◆ **WRITTEN INSTRUCTION**
Locate the line that contains "Objective — one point per instance of the fluffy". Copy it and every following line through the end of the records, exactly, and include nothing else.

====== RECORD EXTRACTS

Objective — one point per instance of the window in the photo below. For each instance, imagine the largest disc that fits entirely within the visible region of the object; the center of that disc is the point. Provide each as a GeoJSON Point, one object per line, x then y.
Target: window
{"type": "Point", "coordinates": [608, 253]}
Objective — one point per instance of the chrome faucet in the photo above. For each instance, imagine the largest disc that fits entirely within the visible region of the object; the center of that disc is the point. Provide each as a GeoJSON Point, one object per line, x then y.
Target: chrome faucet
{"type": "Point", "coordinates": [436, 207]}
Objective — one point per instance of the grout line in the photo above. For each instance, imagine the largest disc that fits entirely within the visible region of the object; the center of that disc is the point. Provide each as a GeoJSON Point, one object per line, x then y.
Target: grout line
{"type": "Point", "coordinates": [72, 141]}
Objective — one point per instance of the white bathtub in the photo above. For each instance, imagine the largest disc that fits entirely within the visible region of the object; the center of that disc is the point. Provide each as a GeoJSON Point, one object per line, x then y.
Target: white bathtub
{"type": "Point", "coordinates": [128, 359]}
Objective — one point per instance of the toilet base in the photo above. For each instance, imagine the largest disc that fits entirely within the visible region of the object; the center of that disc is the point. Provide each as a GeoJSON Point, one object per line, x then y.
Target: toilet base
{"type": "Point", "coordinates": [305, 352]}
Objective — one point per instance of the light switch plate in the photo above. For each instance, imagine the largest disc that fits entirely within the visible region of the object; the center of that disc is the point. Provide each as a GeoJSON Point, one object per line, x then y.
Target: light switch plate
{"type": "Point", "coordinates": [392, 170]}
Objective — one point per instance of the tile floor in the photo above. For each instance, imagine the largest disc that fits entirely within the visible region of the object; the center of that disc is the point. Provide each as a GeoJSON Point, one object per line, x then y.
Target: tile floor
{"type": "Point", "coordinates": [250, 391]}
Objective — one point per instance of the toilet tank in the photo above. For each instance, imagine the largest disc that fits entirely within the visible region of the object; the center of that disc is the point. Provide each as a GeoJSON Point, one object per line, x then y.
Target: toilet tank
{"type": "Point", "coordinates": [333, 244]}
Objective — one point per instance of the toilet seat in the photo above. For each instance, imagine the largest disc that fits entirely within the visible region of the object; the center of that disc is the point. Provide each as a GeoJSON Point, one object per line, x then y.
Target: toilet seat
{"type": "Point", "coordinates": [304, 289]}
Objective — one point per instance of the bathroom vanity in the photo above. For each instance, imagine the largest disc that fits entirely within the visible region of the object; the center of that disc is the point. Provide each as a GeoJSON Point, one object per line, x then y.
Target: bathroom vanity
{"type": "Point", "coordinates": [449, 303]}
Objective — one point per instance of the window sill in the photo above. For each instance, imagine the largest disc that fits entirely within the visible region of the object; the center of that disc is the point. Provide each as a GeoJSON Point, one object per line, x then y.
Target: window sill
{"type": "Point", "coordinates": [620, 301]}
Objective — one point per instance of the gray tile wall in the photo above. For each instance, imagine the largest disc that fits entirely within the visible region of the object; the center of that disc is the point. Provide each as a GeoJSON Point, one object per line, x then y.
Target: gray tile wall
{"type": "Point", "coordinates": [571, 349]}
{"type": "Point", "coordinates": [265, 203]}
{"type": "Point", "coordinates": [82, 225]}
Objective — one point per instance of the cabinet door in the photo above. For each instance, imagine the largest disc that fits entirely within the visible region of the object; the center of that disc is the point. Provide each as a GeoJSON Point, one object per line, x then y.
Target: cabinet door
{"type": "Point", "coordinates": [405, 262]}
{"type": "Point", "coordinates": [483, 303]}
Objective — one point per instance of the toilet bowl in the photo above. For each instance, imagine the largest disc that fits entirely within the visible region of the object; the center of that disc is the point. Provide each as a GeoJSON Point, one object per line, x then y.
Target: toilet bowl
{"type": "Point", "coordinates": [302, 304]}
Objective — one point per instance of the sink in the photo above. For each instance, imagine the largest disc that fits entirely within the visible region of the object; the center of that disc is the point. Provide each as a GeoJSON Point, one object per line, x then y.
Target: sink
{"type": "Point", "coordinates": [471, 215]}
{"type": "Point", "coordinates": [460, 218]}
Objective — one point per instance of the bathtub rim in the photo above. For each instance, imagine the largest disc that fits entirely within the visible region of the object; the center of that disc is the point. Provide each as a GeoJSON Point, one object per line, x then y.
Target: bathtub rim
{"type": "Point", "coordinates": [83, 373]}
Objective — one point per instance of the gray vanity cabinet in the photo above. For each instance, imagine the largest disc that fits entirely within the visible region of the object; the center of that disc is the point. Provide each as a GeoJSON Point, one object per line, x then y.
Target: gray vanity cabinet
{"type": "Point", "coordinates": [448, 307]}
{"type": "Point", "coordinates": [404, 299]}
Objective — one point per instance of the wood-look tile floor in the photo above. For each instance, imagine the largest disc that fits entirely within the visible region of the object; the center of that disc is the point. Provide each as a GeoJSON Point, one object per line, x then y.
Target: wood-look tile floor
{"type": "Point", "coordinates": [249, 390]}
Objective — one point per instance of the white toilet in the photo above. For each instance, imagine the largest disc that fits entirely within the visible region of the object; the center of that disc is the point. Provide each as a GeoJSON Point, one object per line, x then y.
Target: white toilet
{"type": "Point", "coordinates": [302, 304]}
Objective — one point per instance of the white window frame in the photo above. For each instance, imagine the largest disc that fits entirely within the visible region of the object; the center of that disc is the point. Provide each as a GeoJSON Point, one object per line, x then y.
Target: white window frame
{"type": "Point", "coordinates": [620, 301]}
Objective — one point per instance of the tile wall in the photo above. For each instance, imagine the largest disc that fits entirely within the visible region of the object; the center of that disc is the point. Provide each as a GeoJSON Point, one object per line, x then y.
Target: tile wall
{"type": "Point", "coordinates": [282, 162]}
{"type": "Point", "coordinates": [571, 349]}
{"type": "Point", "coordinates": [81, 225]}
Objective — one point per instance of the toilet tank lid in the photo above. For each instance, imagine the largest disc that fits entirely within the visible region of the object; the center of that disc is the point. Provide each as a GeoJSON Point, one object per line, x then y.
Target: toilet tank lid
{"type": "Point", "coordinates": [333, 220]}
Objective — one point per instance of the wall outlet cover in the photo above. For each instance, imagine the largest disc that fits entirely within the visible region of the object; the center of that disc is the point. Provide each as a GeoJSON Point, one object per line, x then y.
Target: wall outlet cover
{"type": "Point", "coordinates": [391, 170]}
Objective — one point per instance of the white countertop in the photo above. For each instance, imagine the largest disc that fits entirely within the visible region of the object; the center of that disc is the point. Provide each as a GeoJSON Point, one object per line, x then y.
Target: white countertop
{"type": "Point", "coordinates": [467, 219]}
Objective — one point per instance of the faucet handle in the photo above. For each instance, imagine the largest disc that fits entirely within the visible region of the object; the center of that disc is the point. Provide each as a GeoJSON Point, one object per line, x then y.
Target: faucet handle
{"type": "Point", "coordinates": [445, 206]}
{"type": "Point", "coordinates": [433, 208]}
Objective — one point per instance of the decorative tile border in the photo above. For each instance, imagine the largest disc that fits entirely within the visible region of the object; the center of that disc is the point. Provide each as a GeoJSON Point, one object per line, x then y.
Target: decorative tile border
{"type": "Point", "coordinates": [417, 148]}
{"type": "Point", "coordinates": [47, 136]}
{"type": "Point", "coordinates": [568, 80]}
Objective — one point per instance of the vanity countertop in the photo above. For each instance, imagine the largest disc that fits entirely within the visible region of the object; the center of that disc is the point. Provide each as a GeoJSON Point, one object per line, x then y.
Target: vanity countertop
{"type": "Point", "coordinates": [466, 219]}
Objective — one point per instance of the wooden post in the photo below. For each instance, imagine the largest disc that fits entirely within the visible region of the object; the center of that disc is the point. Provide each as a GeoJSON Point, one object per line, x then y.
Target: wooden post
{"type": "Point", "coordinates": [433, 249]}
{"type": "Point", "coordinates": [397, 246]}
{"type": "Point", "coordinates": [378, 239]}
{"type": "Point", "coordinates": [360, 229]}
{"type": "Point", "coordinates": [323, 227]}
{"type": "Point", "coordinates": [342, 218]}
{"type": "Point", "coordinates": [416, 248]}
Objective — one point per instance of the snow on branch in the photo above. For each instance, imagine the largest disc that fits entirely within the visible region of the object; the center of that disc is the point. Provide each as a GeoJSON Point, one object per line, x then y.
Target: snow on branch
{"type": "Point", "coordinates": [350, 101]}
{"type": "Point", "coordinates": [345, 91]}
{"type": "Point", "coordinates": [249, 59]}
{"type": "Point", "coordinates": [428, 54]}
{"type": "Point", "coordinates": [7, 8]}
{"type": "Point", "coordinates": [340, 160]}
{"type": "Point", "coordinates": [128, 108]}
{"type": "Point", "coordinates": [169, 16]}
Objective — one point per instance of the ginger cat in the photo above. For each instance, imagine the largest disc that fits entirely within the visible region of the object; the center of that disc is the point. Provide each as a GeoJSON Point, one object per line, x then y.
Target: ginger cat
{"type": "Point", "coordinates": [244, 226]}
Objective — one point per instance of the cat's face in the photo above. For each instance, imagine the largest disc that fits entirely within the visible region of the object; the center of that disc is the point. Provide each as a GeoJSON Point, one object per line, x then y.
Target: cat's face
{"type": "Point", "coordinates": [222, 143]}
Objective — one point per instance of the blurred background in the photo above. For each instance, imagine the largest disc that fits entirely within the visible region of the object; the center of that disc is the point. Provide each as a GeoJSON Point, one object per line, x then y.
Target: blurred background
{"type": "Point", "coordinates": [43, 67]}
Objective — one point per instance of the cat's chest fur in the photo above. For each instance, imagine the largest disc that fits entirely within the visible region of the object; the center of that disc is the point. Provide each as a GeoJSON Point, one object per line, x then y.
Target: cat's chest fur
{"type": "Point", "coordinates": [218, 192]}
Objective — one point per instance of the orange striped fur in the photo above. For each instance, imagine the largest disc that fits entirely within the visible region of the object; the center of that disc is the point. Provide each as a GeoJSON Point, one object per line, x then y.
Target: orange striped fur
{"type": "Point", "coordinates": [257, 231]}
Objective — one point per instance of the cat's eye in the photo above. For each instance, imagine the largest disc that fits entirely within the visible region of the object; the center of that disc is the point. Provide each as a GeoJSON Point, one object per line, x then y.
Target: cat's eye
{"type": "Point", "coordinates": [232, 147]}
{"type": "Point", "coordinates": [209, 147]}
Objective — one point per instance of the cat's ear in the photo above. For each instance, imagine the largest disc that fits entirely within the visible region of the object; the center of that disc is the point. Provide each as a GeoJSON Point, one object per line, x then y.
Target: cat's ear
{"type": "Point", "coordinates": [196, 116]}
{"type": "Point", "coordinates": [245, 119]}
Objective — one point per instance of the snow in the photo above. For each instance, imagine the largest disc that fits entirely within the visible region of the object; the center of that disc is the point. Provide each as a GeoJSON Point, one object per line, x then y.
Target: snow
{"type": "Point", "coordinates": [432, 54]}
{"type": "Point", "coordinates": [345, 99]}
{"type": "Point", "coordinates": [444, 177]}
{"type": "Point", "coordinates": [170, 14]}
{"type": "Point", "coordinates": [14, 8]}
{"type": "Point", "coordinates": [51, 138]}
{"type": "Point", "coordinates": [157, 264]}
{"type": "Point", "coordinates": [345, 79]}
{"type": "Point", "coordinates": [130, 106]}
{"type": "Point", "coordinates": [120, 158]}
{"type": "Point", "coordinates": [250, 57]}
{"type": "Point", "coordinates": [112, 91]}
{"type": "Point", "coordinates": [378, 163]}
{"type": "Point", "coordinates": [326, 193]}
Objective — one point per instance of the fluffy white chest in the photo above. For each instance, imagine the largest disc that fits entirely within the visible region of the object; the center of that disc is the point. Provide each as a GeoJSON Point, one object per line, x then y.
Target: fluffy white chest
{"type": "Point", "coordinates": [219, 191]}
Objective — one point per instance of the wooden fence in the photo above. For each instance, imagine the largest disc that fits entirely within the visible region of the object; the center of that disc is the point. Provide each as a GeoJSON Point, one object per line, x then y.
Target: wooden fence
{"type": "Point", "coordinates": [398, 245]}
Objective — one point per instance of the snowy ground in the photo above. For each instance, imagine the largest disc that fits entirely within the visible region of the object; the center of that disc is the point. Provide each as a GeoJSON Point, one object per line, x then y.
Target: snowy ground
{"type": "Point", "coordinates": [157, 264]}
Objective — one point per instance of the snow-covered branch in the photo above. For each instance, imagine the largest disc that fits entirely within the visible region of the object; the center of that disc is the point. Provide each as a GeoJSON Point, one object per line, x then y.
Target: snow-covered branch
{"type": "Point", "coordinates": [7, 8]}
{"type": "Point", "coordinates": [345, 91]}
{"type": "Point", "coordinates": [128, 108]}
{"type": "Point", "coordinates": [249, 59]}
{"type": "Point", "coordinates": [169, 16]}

============

◆ **WRITTEN ANSWER**
Objective — one point per instance of the fluffy white chest in the photo above. For each instance, imagine the largest disc that fits entirely within the visible region of the object; the center of that disc is the point. Provide each as a GeoJSON Point, one object per line, x then y.
Target: fluffy white chest
{"type": "Point", "coordinates": [219, 191]}
Objective — one point per instance of the wooden fence in the photo above. For each instance, imagine the largest disc that fits entirely within the visible region of the object; the center of that disc is the point. Provide each as a GeoJSON Point, one object per line, x then y.
Target: wooden fence
{"type": "Point", "coordinates": [398, 245]}
Objective — one point per instance of the snowy ground in the photo above. For each instance, imagine the largest disc that fits entirely within the visible region of the object; the center of that disc is the point. Provide each as a GeoJSON Point, one object per line, x then y.
Target: snowy ground
{"type": "Point", "coordinates": [157, 264]}
Objective — one point per instance of the snow-covered branch in the photo above. For each instance, imagine the largest disc that fits entirely within the visible region of the object; the center of that disc is the point. Provide each as a GeoJSON Point, one object per line, x then y.
Target: snow-covered branch
{"type": "Point", "coordinates": [7, 8]}
{"type": "Point", "coordinates": [345, 91]}
{"type": "Point", "coordinates": [128, 108]}
{"type": "Point", "coordinates": [249, 59]}
{"type": "Point", "coordinates": [169, 16]}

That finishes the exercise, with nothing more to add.